Problem description: Edit the rows from the top down through the line containing "[0,316,683,587]", changing "blue sky" to "clear sky" and leaving everything else untouched.

(begin)

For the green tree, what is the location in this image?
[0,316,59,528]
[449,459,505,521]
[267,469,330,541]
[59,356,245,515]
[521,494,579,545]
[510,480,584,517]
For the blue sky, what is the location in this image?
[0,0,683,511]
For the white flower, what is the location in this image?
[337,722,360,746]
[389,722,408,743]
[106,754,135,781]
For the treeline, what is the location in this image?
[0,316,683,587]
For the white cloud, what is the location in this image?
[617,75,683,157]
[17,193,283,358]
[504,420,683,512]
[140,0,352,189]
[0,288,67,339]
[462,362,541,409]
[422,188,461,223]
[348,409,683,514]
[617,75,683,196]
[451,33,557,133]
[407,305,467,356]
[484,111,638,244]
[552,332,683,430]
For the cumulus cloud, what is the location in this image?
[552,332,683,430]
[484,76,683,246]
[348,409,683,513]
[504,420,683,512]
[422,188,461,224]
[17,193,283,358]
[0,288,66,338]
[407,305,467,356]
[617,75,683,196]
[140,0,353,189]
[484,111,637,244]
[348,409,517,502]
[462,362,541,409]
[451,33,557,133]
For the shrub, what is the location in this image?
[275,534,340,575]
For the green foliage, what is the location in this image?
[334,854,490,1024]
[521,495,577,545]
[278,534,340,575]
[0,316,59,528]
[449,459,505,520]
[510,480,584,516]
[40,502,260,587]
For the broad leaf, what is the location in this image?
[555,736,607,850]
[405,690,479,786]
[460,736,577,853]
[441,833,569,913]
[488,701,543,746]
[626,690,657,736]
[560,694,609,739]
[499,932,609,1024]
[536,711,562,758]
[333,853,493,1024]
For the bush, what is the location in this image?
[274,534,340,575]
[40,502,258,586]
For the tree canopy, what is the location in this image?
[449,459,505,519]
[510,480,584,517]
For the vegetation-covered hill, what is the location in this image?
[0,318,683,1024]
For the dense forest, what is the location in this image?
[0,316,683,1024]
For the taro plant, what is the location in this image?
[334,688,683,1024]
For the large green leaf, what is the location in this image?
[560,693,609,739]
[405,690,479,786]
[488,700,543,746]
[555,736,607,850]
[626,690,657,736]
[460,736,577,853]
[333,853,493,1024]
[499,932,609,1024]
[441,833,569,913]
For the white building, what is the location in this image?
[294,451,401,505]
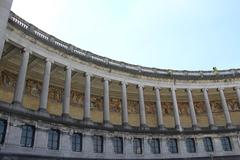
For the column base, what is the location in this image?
[209,124,218,130]
[122,122,132,129]
[103,121,113,128]
[226,123,235,129]
[157,124,167,131]
[192,125,201,131]
[140,124,149,130]
[175,125,183,132]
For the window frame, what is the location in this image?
[185,138,196,153]
[150,138,161,154]
[113,137,123,154]
[203,137,214,152]
[133,138,143,154]
[93,135,104,153]
[167,138,178,154]
[71,133,83,152]
[47,129,60,150]
[20,124,35,147]
[220,136,232,152]
[0,119,7,144]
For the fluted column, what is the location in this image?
[186,88,198,129]
[62,66,72,117]
[103,78,110,126]
[171,88,182,131]
[218,88,232,127]
[83,73,92,122]
[202,88,215,129]
[39,59,52,112]
[0,0,13,60]
[154,87,164,129]
[121,82,129,128]
[13,49,29,104]
[137,85,147,128]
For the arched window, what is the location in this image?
[203,137,213,152]
[20,125,35,147]
[133,138,142,154]
[167,138,178,153]
[72,133,82,152]
[48,129,60,150]
[221,137,232,151]
[186,138,196,153]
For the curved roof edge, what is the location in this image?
[9,11,240,80]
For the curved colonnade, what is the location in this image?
[0,0,240,159]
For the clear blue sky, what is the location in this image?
[12,0,240,70]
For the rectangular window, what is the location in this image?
[150,138,160,154]
[48,129,60,150]
[20,125,35,147]
[0,119,7,144]
[93,136,103,153]
[167,138,178,153]
[133,138,142,154]
[221,137,232,151]
[186,138,196,153]
[72,133,82,152]
[113,137,123,154]
[203,137,213,152]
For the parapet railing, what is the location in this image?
[9,12,240,80]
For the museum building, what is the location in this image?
[0,0,240,160]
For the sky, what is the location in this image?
[12,0,240,70]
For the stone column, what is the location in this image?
[186,88,197,129]
[121,82,129,128]
[202,88,216,129]
[218,88,232,127]
[62,66,72,117]
[137,85,147,128]
[154,87,164,129]
[103,78,110,126]
[0,0,13,60]
[171,88,182,131]
[234,86,240,105]
[39,59,52,112]
[13,50,29,105]
[83,73,92,122]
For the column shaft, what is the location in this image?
[39,59,51,111]
[202,88,215,127]
[187,89,197,127]
[103,79,110,124]
[13,50,29,104]
[218,88,232,126]
[171,88,182,131]
[121,82,128,127]
[83,73,91,121]
[138,85,146,128]
[63,67,72,116]
[155,88,164,128]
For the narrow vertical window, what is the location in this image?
[113,137,123,154]
[150,138,160,154]
[186,138,196,153]
[133,138,142,154]
[72,133,82,152]
[203,137,213,152]
[93,136,103,153]
[48,129,60,150]
[167,138,178,153]
[0,120,7,144]
[20,125,35,147]
[221,137,232,151]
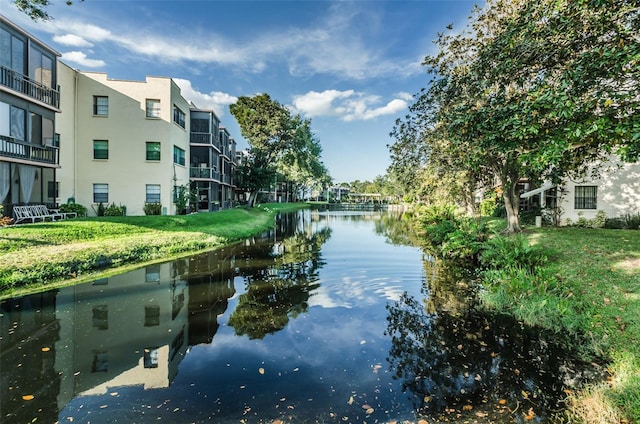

(end)

Response to this exercise:
For the green tree, what is the location in this image?
[0,316,59,528]
[449,459,505,521]
[267,469,330,541]
[59,356,245,515]
[521,494,579,545]
[510,480,584,517]
For the clear sky, what is the location in this image?
[0,0,683,511]
For the white flower, what is the location in this image?
[337,722,360,746]
[389,722,408,743]
[106,754,135,781]
For the treeline, what is the location in this image?
[0,316,683,587]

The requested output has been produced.